─── The records ───

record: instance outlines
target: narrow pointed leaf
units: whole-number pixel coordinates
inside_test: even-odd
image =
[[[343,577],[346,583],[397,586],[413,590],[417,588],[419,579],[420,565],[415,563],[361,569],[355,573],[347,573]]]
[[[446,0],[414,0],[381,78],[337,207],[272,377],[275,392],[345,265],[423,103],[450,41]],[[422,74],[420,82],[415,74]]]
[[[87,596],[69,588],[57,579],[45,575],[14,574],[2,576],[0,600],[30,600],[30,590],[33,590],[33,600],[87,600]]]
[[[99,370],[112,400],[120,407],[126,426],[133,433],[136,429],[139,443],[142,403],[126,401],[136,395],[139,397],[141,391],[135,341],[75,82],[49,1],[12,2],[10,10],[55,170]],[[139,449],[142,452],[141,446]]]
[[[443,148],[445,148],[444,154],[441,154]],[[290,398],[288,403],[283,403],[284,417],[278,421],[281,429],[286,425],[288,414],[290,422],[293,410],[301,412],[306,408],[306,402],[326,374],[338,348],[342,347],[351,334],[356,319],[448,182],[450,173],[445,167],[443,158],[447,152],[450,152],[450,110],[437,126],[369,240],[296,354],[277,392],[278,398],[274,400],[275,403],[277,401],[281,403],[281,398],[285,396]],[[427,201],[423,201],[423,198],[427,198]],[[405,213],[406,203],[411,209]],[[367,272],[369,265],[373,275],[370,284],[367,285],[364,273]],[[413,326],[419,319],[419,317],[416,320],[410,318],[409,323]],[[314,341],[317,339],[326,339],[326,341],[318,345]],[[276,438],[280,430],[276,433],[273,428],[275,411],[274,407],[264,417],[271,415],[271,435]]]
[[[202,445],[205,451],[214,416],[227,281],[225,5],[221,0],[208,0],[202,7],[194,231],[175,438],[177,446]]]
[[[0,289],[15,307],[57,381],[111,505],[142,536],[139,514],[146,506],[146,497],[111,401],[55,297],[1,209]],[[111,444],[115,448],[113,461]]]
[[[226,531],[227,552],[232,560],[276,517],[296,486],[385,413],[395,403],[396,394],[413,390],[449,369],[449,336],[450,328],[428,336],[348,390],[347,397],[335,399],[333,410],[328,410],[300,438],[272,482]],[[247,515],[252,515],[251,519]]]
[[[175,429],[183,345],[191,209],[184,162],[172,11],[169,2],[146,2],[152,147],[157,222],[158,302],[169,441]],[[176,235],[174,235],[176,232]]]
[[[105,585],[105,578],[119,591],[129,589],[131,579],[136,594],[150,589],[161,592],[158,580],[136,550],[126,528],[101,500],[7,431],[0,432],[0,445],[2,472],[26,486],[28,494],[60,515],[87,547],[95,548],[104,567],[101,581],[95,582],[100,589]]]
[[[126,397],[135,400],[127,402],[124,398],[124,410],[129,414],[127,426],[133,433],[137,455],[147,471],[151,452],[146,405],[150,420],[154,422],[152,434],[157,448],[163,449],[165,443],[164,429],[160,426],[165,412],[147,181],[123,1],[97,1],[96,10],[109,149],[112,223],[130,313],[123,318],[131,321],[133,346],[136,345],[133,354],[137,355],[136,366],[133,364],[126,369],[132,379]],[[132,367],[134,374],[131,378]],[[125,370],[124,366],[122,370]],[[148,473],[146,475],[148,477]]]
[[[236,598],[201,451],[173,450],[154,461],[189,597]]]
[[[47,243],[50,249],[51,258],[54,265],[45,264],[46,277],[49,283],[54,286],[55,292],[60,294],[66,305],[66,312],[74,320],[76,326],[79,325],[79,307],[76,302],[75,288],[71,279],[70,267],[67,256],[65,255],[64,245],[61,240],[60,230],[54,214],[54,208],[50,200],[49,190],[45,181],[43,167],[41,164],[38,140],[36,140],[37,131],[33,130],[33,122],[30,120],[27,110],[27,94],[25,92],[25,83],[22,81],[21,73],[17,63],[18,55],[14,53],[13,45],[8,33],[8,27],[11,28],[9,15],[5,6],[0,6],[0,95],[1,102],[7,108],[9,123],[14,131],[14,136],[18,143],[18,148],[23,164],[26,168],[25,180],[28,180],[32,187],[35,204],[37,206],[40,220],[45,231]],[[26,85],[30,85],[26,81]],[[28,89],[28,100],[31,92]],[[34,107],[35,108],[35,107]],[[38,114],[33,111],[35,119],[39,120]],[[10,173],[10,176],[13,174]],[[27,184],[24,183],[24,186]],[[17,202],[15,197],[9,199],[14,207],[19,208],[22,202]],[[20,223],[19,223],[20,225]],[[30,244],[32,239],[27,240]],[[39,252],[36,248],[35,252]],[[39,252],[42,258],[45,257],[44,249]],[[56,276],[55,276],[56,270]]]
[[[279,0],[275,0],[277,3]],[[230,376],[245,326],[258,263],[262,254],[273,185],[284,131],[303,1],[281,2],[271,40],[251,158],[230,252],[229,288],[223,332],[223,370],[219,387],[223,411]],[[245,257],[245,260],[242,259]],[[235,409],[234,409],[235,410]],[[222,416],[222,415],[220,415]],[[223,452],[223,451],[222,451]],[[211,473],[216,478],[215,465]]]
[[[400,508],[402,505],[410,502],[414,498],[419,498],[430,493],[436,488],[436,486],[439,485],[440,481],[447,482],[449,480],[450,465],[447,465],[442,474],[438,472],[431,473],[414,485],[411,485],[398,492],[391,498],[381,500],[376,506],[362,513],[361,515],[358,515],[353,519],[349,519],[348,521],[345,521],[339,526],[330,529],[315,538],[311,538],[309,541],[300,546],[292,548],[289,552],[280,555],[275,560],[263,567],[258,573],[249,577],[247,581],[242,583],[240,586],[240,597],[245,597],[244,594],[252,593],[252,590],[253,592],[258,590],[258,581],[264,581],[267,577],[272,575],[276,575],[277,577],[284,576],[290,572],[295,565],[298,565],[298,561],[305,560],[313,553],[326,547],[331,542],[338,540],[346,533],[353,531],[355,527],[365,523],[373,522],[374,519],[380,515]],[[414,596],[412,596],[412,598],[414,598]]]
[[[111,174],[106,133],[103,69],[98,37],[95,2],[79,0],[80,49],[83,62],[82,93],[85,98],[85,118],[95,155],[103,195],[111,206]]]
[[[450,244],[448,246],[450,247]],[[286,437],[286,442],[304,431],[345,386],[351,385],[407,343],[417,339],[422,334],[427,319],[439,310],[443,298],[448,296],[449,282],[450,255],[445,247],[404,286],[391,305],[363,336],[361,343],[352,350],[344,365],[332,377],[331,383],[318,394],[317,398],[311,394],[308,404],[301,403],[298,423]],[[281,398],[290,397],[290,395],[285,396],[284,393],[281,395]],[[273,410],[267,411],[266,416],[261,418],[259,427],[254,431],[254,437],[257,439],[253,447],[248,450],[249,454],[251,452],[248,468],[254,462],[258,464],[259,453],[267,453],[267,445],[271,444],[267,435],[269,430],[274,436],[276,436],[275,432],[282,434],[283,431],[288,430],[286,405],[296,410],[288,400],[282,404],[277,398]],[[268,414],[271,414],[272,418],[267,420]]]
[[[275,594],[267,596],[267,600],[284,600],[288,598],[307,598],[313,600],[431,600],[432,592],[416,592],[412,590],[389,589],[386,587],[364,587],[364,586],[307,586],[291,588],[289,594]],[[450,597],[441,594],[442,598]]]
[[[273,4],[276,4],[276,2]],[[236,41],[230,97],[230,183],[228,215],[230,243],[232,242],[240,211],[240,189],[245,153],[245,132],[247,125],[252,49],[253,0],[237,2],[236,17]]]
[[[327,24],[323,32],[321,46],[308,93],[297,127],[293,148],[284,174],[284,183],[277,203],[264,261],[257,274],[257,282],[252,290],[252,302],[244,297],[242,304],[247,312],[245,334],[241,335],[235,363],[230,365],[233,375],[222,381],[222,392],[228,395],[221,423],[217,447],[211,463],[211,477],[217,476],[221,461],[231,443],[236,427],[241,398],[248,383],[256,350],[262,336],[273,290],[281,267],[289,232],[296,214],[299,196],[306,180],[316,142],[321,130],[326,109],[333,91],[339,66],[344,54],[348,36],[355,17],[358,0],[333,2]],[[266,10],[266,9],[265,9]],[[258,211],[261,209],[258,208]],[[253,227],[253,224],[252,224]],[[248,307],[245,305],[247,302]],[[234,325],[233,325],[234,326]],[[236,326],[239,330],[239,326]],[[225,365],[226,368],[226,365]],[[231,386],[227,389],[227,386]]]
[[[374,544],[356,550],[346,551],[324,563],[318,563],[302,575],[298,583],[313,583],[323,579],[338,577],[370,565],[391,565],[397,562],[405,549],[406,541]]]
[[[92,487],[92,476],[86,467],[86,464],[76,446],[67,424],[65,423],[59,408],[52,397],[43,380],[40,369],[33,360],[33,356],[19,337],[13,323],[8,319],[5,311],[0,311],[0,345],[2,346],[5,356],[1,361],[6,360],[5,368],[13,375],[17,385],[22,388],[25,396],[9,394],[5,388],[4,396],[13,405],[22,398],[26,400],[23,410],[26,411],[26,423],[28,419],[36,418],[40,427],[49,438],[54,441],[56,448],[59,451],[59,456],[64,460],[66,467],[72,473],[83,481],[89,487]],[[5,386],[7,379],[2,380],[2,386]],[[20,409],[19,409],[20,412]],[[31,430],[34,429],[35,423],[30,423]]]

───

Task requirements ▸ Please return only the lines above, starting at the line that has "target: narrow pointed leaf" and ending at the line that has "inside_test: even-odd", keeping both and leaving each one unchanged.

Your solution ▸
target: narrow pointed leaf
units: whole-number pixel coordinates
inside_test: even-odd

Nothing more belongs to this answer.